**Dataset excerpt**
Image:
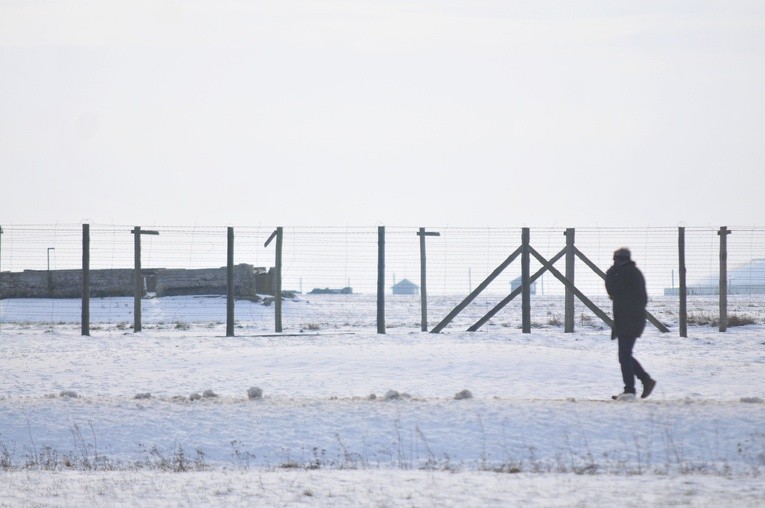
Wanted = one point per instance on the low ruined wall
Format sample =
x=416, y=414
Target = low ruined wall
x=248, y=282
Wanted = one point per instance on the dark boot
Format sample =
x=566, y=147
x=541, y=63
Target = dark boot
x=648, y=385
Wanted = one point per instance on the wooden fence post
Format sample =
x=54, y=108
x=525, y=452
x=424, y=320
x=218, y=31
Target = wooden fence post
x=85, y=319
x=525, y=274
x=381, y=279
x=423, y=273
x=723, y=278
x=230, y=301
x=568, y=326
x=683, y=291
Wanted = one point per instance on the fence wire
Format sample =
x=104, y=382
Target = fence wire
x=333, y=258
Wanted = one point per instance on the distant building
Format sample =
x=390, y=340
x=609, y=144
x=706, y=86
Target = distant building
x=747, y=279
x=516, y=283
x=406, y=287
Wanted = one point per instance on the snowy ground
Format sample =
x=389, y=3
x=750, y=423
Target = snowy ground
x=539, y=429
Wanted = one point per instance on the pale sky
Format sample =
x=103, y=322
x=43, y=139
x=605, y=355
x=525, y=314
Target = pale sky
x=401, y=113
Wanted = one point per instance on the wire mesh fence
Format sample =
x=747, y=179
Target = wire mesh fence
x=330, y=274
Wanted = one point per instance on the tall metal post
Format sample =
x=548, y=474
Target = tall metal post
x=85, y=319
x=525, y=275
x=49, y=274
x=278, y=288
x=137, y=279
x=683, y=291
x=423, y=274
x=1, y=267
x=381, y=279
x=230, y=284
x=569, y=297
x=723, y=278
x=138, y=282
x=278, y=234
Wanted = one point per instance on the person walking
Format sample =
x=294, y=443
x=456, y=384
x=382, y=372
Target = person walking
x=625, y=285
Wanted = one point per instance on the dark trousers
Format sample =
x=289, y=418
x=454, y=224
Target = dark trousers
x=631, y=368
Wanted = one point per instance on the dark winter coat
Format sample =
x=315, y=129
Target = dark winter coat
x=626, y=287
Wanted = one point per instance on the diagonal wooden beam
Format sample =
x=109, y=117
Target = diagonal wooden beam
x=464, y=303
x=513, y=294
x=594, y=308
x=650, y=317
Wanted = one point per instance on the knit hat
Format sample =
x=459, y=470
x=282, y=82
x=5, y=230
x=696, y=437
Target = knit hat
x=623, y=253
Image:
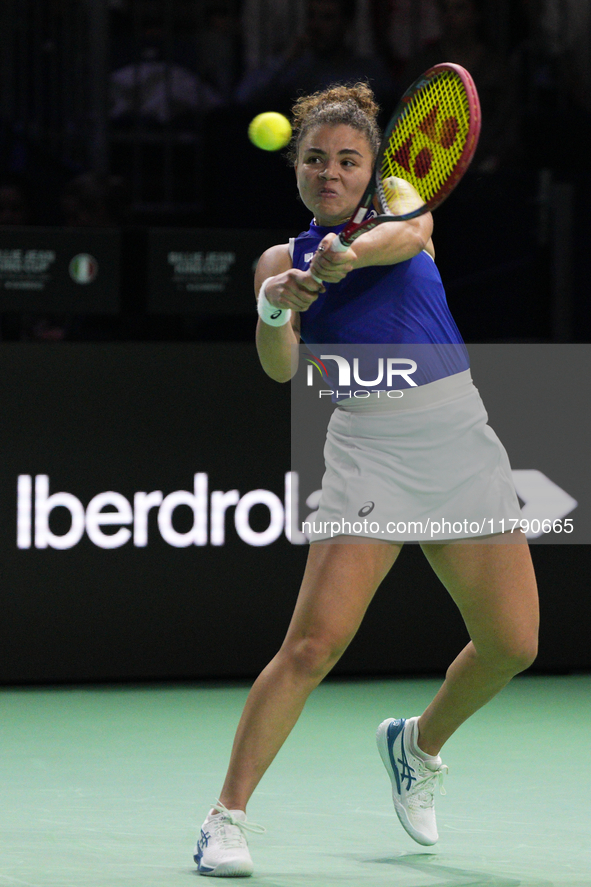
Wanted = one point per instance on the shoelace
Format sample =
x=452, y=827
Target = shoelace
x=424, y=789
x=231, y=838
---
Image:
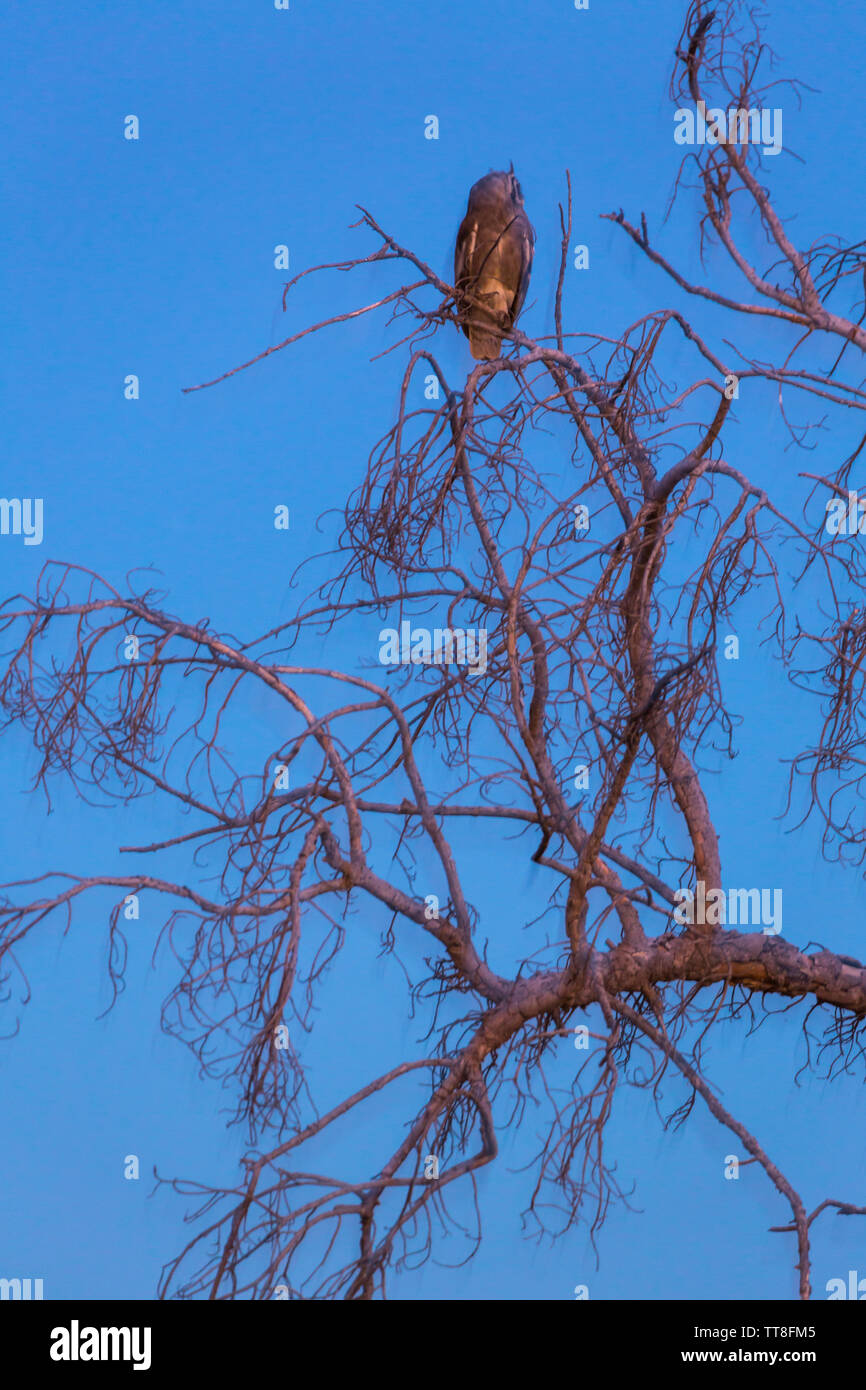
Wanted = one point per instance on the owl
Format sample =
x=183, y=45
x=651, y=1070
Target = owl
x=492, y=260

**Exercise prompt**
Copy the records from the line with "Wanted = one point per instance on the snowy" to the line with "x=623, y=253", including the requests. Raise every x and y coordinate in the answer points by 96, and leave the requests and their format samples unchanged.

**Output below**
Wanted = one point per instance on the snowy ground
Format sample =
x=389, y=3
x=750, y=423
Target = snowy ground
x=635, y=525
Wanted = one point per instance on the pale sky
Format sample =
x=103, y=322
x=43, y=139
x=605, y=355
x=525, y=314
Target = pale sky
x=497, y=209
Wanted = one point per instance on the wire mesh fence
Format sample =
x=747, y=179
Target = wire mesh fence
x=426, y=370
Wanted = one point per instance on the tall metal post
Format sample =
x=548, y=474
Target = tall metal post
x=181, y=415
x=621, y=371
x=145, y=370
x=374, y=384
x=233, y=375
x=779, y=387
x=519, y=370
x=97, y=363
x=477, y=375
x=326, y=380
x=665, y=393
x=819, y=374
x=234, y=378
x=374, y=330
Wanted = one point per instance on the person walking
Format sample =
x=294, y=443
x=456, y=384
x=382, y=372
Target = person walking
x=721, y=381
Wanted = one point per instance on the dark trousers
Format sample =
x=289, y=418
x=454, y=224
Target = dark trousers
x=727, y=464
Wanted = one point per instance on the dark winter coat
Format sample =
x=315, y=129
Target = dark winter coat
x=722, y=383
Wanted = one point per instance on the diagonal wooden beam
Format sample =
x=109, y=117
Target = diagonal wooden beam
x=560, y=399
x=609, y=390
x=690, y=404
x=746, y=413
Wanted = one point per instance on the knit hat
Format sample =
x=459, y=470
x=282, y=82
x=5, y=230
x=696, y=437
Target = knit hat
x=719, y=349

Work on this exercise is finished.